● Prompt:
Could you return, exactly as written, only the lines from the one holding "column 941, row 393" through the final line of the records below?

━━━━━━

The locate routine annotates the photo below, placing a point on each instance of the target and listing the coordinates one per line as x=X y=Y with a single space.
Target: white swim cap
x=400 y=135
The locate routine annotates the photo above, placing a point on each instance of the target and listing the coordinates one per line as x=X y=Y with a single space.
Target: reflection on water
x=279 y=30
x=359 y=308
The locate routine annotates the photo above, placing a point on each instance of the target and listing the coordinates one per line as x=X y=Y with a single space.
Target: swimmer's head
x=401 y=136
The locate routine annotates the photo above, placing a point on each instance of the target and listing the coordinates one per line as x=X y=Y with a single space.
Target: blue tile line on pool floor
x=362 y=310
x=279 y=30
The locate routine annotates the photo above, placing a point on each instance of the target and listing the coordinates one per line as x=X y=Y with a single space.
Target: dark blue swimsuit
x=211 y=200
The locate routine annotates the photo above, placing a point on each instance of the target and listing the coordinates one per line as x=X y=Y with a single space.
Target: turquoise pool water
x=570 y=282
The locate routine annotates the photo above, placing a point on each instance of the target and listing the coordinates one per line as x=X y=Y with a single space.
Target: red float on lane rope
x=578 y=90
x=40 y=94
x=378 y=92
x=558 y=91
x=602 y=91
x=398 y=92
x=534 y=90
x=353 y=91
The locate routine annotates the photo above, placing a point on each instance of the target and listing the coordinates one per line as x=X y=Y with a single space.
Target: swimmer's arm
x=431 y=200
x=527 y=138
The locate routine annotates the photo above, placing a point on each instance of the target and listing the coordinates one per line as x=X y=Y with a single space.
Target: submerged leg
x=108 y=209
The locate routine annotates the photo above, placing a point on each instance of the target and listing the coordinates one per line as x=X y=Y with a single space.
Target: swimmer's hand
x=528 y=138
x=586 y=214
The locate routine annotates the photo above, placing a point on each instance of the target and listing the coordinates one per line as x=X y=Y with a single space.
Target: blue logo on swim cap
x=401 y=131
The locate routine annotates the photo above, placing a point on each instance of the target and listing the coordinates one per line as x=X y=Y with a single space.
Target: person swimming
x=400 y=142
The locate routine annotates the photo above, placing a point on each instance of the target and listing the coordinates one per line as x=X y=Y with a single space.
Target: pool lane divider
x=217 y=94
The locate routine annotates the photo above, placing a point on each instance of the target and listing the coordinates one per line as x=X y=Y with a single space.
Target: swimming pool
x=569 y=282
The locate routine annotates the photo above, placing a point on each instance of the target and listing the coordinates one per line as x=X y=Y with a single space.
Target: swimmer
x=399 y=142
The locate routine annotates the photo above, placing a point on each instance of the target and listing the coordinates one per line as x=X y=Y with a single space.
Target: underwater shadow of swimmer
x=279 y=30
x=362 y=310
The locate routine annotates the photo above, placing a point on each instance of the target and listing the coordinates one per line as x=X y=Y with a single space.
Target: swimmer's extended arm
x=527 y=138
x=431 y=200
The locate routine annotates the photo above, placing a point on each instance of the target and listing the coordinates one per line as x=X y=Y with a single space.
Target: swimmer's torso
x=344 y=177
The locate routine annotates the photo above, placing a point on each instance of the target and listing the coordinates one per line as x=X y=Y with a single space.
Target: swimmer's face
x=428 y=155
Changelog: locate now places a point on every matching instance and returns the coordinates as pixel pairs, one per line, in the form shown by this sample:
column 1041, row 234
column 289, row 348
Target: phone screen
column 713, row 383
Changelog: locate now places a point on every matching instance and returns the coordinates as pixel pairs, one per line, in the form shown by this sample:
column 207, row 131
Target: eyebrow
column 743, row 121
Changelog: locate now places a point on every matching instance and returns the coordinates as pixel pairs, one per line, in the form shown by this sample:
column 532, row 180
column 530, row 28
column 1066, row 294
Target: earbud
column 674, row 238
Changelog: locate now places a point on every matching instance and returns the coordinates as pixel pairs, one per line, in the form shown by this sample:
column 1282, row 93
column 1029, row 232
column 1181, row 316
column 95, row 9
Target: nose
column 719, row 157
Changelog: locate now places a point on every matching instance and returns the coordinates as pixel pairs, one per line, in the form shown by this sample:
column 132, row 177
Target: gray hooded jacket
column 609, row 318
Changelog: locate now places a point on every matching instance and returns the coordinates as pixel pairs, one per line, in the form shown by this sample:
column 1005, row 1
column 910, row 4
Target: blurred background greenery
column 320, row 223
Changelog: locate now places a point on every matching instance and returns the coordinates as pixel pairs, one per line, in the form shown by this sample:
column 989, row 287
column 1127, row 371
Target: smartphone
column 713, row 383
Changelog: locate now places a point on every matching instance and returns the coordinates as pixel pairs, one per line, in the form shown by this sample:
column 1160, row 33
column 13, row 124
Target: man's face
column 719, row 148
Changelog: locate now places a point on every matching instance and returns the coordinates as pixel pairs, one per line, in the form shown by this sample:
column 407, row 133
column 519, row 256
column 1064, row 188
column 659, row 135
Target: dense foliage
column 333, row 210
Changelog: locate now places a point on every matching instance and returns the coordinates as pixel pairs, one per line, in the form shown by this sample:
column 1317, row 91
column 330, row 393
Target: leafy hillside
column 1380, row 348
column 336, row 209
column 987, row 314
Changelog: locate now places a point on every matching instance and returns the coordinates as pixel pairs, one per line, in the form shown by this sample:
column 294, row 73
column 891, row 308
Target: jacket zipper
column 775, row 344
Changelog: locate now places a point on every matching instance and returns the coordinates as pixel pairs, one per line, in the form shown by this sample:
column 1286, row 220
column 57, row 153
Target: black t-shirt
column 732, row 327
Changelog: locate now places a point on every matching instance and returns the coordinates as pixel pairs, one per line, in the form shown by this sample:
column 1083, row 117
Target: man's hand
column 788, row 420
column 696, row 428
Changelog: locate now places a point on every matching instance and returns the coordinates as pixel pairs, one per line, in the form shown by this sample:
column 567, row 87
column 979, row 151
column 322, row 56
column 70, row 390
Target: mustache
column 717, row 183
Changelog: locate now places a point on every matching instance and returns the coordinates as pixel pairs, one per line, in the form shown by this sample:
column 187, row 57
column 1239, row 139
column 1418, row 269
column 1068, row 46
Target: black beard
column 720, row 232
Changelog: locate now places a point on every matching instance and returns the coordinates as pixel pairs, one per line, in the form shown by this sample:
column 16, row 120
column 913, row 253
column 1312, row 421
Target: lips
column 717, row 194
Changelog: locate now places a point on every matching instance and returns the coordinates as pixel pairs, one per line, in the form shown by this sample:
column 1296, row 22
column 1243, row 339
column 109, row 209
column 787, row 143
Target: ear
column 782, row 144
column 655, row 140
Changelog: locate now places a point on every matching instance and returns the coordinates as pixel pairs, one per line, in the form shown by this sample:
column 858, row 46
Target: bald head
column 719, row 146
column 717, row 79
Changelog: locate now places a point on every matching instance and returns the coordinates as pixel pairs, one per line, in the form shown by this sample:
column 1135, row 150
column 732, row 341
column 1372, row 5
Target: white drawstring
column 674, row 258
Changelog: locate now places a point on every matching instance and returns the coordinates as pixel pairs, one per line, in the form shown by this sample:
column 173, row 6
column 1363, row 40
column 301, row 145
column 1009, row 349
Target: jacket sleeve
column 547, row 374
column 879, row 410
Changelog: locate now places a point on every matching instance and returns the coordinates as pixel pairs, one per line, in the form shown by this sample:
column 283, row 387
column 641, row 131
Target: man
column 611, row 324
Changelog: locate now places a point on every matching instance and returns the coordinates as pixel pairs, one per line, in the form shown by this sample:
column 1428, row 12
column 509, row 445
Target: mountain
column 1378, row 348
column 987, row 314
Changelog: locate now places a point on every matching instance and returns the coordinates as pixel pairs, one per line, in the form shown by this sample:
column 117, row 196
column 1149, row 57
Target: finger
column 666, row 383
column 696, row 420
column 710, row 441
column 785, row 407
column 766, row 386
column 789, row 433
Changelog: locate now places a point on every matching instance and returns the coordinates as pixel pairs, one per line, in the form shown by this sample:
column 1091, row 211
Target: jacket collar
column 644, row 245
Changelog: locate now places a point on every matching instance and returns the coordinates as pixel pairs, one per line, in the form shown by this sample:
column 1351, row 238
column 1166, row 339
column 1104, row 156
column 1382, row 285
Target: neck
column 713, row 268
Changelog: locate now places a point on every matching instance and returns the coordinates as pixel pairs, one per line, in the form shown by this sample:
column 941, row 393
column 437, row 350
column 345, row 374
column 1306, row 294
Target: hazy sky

━━━━━━

● Reply:
column 941, row 393
column 437, row 350
column 345, row 374
column 1306, row 294
Target: hazy sky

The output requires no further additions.